- Work to complete: Every line below should be repeated exactly as written.

Dataset entries:
=-=-=-=-=

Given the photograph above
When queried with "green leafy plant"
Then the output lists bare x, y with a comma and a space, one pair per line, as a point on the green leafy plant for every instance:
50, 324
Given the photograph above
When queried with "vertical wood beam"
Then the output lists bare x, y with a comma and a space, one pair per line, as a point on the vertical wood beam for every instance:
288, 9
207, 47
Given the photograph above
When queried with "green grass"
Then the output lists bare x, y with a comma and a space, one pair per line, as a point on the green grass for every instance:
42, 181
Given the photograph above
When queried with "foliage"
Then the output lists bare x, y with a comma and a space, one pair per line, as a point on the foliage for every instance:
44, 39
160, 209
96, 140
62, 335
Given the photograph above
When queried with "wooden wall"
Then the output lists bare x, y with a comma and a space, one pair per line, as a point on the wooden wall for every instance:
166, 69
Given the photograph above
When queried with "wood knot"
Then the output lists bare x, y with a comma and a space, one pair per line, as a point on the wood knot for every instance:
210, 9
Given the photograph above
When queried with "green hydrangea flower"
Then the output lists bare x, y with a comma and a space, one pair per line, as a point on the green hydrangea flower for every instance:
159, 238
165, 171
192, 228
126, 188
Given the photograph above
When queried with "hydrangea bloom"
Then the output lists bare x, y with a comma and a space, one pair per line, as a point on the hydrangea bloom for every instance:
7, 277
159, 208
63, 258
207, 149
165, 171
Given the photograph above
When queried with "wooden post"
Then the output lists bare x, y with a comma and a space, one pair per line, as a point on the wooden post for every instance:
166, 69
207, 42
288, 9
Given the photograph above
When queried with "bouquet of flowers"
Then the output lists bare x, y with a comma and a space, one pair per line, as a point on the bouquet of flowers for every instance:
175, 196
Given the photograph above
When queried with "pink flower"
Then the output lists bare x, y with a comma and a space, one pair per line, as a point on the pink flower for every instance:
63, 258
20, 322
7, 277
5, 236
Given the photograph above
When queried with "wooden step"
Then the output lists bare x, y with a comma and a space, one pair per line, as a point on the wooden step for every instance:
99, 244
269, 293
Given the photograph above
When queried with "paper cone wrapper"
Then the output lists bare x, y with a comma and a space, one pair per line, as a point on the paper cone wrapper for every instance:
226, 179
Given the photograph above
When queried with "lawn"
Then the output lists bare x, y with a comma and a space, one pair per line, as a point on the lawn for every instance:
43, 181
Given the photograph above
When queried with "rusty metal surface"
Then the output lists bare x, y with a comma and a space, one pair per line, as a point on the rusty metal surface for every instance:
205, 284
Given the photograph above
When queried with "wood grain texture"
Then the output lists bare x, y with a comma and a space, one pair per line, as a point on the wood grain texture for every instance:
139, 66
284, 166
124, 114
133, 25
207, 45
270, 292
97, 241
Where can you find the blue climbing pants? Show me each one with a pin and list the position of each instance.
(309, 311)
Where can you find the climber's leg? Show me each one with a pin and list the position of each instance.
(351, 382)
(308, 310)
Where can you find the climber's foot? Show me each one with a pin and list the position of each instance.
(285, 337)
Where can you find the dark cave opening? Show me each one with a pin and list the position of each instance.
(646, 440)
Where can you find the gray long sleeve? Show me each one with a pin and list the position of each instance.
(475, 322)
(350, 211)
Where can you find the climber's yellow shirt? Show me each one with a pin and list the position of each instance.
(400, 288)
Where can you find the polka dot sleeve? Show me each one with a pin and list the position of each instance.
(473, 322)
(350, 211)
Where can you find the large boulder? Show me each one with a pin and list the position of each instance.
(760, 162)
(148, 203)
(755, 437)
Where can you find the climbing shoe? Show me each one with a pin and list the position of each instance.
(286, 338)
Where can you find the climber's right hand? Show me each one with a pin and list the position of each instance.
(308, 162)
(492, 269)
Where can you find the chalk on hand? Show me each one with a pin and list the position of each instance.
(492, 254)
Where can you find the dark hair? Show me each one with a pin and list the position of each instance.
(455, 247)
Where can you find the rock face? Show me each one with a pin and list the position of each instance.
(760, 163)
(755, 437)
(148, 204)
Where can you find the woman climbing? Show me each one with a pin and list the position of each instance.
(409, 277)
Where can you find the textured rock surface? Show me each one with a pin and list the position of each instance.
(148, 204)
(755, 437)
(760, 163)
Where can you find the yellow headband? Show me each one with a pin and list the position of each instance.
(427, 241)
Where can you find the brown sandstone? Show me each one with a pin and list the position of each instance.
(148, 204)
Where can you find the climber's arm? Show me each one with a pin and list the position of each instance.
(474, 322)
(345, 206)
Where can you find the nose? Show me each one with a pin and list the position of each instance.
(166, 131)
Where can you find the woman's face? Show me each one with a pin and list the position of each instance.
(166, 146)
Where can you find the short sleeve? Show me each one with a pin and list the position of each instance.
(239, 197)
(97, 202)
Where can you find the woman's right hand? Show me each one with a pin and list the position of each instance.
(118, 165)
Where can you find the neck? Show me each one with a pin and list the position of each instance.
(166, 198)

=-=-=-=-=

- Answer to the exercise:
Given the photograph above
When queried with "green leafy plant"
Then the output lists bare x, y with a comma and a space, one pair per line, as a point on the green leafy plant for every instance:
50, 324
Given the photograph above
When queried with "vertical wood beam"
Then the output lists bare x, y with a comma and a space, one pair per line, as a point on the vertical wood beam for every instance:
288, 9
207, 47
Given the photograph above
When queried with "green grass"
Then the output lists bare x, y with a comma and a space, one pair per line, as a point on the green grass for every instance:
42, 181
Given the photograph above
When queried with "foliage"
Then the output lists bare x, y with a comma and a space, one pair per line, as a point on the foliage for every instance:
44, 39
160, 209
96, 140
62, 335
Given the photograph above
When queried with "wooden wall"
Then the output lists bare x, y with a comma and a space, one pair per line, as a point on the wooden wall for every instance:
166, 69
Given the photograph above
When queried with "wood knot"
Then the output lists bare x, y with a comma and a space, one pair per line, as a point on the wood knot for every instance:
210, 9
Given the photograph above
When queried with "green hydrangea flower"
Then the output lists bare x, y with a comma and a space, one pair per line, as a point on the green hydrangea flower for every instance:
159, 238
165, 171
192, 228
126, 188
Given the photograph above
When queried with "hydrangea bloom"
Then the output lists bare x, y with a comma and a space, one pair per line, as a point on the hydrangea bloom for every instance:
7, 277
159, 208
63, 258
207, 149
165, 171
Given the photograph above
When queried with "wooden post"
Then the output lists bare x, y with a comma and a space, one pair per line, as a point on the wooden post for every instance:
166, 69
207, 42
288, 9
Given the photograph above
When queried with "bouquet of flowers"
Then the output lists bare x, y with a comma and a space, one pair per line, as a point on the bouquet of flowers for every instance:
175, 196
Given the photograph above
When queried with "pink flower"
Then the output lists bare x, y with a comma and a space, one pair per line, as a point on the pink flower for every instance:
63, 258
20, 322
7, 277
5, 236
Given the photograph above
When queried with "wooden step"
Then the output lists bare x, y with a comma and a space, one pair per line, as a point on the wooden step for every instance:
99, 244
269, 293
Given the photograph above
When queried with "paper cone wrapper"
Then the output lists bare x, y with a comma and a space, one pair per line, as a point on the paper cone wrapper for every instance:
226, 179
Given the photograph above
When queried with "lawn"
Then the output lists bare x, y with a comma and a space, one pair per line, as a point on the lawn for every instance:
43, 181
Given the photograph above
When queried with "rusty metal surface"
Then the output lists bare x, y with a comma and a space, one pair per line, as a point on the rusty metal surface for every instance:
205, 284
Given the photograph above
When queried with "wood grain texture"
Then the output lists bare x, y with a comma and a space, one pair per line, as a point on the wood grain texture for every instance:
139, 66
284, 166
124, 114
133, 25
207, 45
270, 292
97, 241
Where can you find the blue climbing pants? Show me each one with a pin and list the position of each instance.
(309, 311)
Where can you find the climber's leg? Show me each one with a pin and list the position of each instance.
(351, 382)
(308, 310)
Where can you find the climber's foot? Show me each one with a pin and list the position of each instance.
(285, 337)
Where can you find the dark cave opening? Show me each one with a pin and list the position of each instance.
(646, 440)
Where can you find the gray long sleeve? Show me each one with a pin and list the position of each instance.
(475, 322)
(350, 211)
Where can you find the climber's yellow shirt? Show me each one with a pin and list the position of each instance.
(400, 288)
Where can you find the polka dot sleeve? Show me each one with a pin and list the position of each instance.
(473, 322)
(350, 211)
Where can you find the large boulder? Show me each one with a pin and list the position of each instance.
(760, 162)
(148, 203)
(755, 437)
Where can you find the climbing shoe? Show me each one with a pin and list the position of each instance.
(286, 338)
Where can you find the climber's right hand? Show me each one with a pin and list the position of each instance.
(308, 162)
(492, 269)
Where can you find the chalk on hand? Show me each one with a pin and list the position of each instance.
(492, 254)
Where can you find the dark hair? Show me each one with a pin and list the position of each instance.
(455, 247)
Where can you find the rock face? Show me each one with a pin and list the position of each instance.
(760, 163)
(755, 437)
(148, 204)
Where can you find the woman climbing? Show me each one with a pin and list the position of each instance.
(409, 277)
Where can you find the textured rock surface? Show me each one with a pin and list the position of each instance.
(148, 204)
(755, 437)
(760, 163)
Where can you find the yellow headband? Show me each one with a pin and list the position of each instance.
(427, 241)
Where can you find the brown sandstone? Show me each one with a pin and list the position of each instance.
(148, 204)
Where can you find the climber's arm? Show me each one with a pin and list the position of each instance.
(474, 322)
(345, 206)
Where can you find the nose? Show me each one with a pin and list the position of each instance.
(166, 131)
Where can you find the woman's face? Show me each one with a pin and list the position of each instance.
(166, 146)
Where can you find the short sleeve? Show me each one with a pin and list the position of each instance.
(239, 197)
(97, 202)
Where can you find the woman's right hand? Show me each one with a pin and list the position of each instance.
(118, 165)
Where can you find the neck? Show me each one with a pin and list the position of each instance.
(166, 198)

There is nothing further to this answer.